_Aim of the task:_
The records below are to be transcribed exactly, with the pictures removed.

--- Given records Enclosed Below ---

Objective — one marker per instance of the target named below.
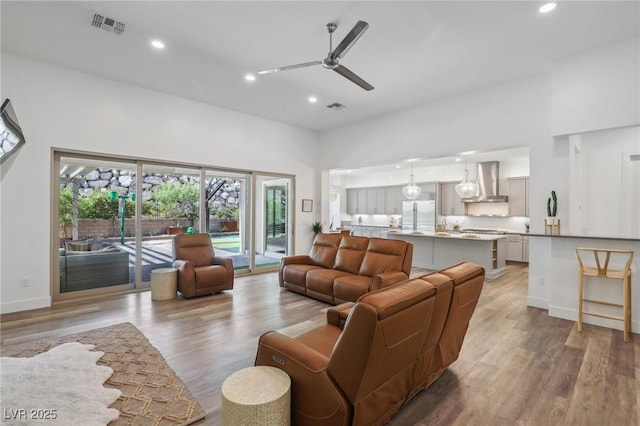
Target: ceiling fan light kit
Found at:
(332, 61)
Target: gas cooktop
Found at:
(483, 231)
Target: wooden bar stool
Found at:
(601, 258)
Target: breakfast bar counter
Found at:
(433, 250)
(553, 276)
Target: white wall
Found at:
(606, 197)
(517, 113)
(61, 108)
(510, 115)
(597, 90)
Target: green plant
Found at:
(226, 212)
(317, 227)
(552, 205)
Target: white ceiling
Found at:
(413, 52)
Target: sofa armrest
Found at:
(387, 279)
(315, 395)
(337, 315)
(299, 259)
(228, 265)
(186, 277)
(290, 260)
(281, 351)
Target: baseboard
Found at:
(537, 302)
(25, 305)
(572, 315)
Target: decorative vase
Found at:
(552, 225)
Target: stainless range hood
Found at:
(488, 188)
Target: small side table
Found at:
(257, 396)
(164, 283)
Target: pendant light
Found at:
(466, 188)
(411, 191)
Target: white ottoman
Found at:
(256, 396)
(164, 283)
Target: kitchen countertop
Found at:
(594, 237)
(453, 235)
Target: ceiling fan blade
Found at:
(290, 67)
(350, 39)
(347, 73)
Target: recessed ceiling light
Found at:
(547, 7)
(157, 44)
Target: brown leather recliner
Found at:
(200, 272)
(342, 268)
(375, 354)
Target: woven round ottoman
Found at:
(164, 283)
(256, 396)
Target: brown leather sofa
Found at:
(200, 272)
(341, 268)
(374, 355)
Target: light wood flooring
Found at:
(517, 366)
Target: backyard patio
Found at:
(158, 253)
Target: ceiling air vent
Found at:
(107, 24)
(335, 106)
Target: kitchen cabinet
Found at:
(450, 203)
(518, 196)
(375, 199)
(517, 248)
(437, 252)
(357, 201)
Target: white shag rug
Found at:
(62, 386)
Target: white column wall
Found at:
(66, 109)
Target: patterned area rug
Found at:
(152, 393)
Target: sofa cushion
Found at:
(210, 274)
(78, 245)
(350, 287)
(324, 249)
(383, 256)
(350, 254)
(321, 281)
(297, 273)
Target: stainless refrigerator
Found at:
(419, 215)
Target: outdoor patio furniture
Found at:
(90, 264)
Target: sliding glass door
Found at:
(273, 219)
(117, 219)
(96, 223)
(226, 213)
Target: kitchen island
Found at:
(437, 251)
(553, 277)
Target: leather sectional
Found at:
(372, 356)
(341, 268)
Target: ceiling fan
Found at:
(332, 61)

--- End of Enclosed Given records ---

_Result:_
Objective — one marker per instance of the target named below.
Target: ceiling fan light kit
Found at:
(332, 61)
Target: gas cooktop
Found at:
(483, 231)
Target: wooden bar stool
Found at:
(601, 258)
Target: breakfast bar counter
Found at:
(433, 250)
(553, 276)
Target: white wall
Found at:
(606, 197)
(517, 113)
(61, 108)
(510, 115)
(597, 90)
Target: green plant
Found at:
(226, 212)
(317, 227)
(552, 205)
Target: white ceiling
Found at:
(413, 52)
Target: sofa armrest
Found at:
(387, 279)
(315, 395)
(337, 315)
(299, 259)
(228, 265)
(186, 277)
(290, 260)
(281, 351)
Target: baseboard
Found at:
(537, 302)
(25, 305)
(572, 315)
Target: decorative vase
Found at:
(552, 225)
Target: stainless range hood
Found at:
(488, 188)
Target: small side table
Found at:
(257, 396)
(164, 283)
Target: pendant light
Found at:
(466, 188)
(411, 191)
Target: white ottoman
Found at:
(256, 396)
(164, 283)
Target: kitchen countertop
Found at:
(594, 237)
(453, 235)
Target: ceiling fan blade
Found at:
(290, 67)
(350, 39)
(347, 73)
Target: recessed ceiling light
Found at:
(547, 7)
(157, 44)
Target: brown leather recliner
Found at:
(200, 272)
(342, 268)
(375, 354)
Target: woven round ottoman
Found at:
(164, 283)
(256, 396)
Target: brown leather sofa
Found at:
(200, 272)
(341, 268)
(374, 355)
Target: light wood flooring
Found at:
(517, 366)
Target: backyard patio
Found at:
(158, 253)
Target: ceiling air vent
Found at:
(107, 24)
(335, 106)
Target: kitchen cabinet
Found at:
(450, 203)
(518, 196)
(375, 199)
(517, 248)
(437, 252)
(357, 201)
Target: white shag rug
Found at:
(62, 386)
Target: white column wall
Found at:
(66, 109)
Target: patterned area rug
Found at:
(152, 393)
Target: sofa cushion
Found at:
(210, 274)
(78, 245)
(350, 287)
(324, 249)
(383, 256)
(350, 254)
(321, 281)
(297, 273)
Target: stainless refrigerator
Found at:
(419, 215)
Target: outdoor patio furniture
Found at:
(90, 264)
Target: sliding glass door
Found at:
(273, 219)
(117, 219)
(96, 223)
(226, 213)
Target: kitchen island
Found at:
(437, 251)
(553, 277)
Target: leather sectional
Found at:
(372, 356)
(341, 268)
Target: ceiling fan
Found at:
(332, 61)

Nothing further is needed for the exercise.